> [What you need to do]
Copy the material verbatim, from its first line through the line containing "(742, 1088)", and include both of those lines.

○ ○ ○ ○

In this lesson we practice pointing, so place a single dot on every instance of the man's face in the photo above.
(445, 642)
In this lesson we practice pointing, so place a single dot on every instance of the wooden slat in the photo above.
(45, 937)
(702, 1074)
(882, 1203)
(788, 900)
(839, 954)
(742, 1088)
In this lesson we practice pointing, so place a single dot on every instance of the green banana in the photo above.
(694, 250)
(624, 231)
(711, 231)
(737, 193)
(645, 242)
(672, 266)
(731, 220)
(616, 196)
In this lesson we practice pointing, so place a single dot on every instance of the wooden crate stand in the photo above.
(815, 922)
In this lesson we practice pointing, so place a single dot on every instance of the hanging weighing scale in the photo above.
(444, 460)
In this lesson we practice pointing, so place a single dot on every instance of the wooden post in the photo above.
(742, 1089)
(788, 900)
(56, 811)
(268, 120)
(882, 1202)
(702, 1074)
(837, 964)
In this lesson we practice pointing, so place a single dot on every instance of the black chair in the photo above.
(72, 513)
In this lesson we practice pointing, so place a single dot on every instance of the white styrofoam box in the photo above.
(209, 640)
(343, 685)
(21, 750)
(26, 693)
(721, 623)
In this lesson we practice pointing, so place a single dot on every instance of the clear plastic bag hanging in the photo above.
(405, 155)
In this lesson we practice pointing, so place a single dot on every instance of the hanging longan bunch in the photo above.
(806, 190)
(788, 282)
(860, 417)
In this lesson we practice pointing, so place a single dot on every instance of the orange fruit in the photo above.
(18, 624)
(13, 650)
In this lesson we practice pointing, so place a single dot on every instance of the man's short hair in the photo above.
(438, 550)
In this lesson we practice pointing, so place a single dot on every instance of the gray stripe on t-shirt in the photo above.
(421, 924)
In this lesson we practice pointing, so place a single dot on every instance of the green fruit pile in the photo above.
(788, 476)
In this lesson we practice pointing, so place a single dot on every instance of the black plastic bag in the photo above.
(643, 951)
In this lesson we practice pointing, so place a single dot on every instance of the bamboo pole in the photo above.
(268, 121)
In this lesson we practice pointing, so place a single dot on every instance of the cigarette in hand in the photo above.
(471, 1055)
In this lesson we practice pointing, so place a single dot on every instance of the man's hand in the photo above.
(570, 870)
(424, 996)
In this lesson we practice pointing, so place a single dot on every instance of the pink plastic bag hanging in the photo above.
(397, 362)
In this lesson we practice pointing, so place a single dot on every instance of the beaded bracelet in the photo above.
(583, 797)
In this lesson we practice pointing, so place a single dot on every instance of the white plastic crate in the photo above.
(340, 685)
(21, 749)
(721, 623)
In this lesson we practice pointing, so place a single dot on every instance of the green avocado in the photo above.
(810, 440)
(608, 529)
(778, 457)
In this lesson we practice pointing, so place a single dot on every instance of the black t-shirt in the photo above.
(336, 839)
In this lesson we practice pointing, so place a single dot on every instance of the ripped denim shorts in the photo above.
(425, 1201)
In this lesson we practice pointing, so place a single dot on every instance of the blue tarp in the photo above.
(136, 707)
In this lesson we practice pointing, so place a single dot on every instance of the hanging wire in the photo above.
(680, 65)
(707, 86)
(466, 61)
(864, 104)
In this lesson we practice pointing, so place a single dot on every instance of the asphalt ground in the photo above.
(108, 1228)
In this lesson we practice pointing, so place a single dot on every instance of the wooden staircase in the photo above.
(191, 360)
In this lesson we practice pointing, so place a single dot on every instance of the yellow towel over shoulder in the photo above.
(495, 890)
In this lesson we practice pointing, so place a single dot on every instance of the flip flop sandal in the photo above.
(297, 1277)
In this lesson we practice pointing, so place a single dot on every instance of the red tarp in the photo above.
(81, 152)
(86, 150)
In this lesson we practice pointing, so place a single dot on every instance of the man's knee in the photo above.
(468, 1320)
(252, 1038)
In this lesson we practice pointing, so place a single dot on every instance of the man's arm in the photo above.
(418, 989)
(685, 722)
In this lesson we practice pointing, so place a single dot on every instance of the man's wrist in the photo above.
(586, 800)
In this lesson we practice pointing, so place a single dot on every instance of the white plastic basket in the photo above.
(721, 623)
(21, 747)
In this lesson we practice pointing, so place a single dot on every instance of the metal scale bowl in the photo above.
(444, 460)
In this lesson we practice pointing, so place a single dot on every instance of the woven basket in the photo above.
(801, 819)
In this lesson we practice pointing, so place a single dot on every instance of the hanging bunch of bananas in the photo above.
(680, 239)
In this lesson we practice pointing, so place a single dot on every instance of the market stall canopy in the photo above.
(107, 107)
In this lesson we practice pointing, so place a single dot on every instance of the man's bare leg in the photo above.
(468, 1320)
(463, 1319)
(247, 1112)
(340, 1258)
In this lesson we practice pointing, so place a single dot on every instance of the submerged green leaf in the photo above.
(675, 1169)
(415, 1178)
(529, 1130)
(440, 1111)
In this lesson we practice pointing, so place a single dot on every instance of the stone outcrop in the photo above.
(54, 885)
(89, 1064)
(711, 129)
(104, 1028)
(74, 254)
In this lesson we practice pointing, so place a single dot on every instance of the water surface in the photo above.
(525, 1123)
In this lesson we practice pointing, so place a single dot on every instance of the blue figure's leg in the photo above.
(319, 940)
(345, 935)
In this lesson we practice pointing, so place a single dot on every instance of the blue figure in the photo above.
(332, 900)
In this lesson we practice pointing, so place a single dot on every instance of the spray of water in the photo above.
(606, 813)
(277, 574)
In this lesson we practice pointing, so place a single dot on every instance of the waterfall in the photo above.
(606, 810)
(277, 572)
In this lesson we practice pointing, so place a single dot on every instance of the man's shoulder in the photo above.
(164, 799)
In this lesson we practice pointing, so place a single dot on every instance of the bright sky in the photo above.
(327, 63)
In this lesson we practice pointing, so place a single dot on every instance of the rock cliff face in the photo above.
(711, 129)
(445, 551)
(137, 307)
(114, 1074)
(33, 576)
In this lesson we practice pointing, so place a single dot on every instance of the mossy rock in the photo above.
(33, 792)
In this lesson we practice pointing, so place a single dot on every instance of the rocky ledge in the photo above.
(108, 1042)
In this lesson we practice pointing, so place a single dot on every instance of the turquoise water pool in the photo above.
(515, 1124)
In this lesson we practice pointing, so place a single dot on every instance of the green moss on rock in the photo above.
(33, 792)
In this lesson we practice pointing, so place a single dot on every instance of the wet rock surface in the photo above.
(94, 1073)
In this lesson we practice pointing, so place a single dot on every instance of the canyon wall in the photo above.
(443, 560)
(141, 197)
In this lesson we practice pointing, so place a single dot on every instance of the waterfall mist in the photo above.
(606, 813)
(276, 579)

○ ○ ○ ○

> [Solution for this task]
In this lesson we practice pointing, so place a single dot on every instance of the man's face in the photo above.
(445, 642)
In this lesson we practice pointing, so place a single dot on every instance of the wooden slat in the photo above.
(45, 937)
(702, 1074)
(882, 1203)
(788, 900)
(839, 954)
(742, 1088)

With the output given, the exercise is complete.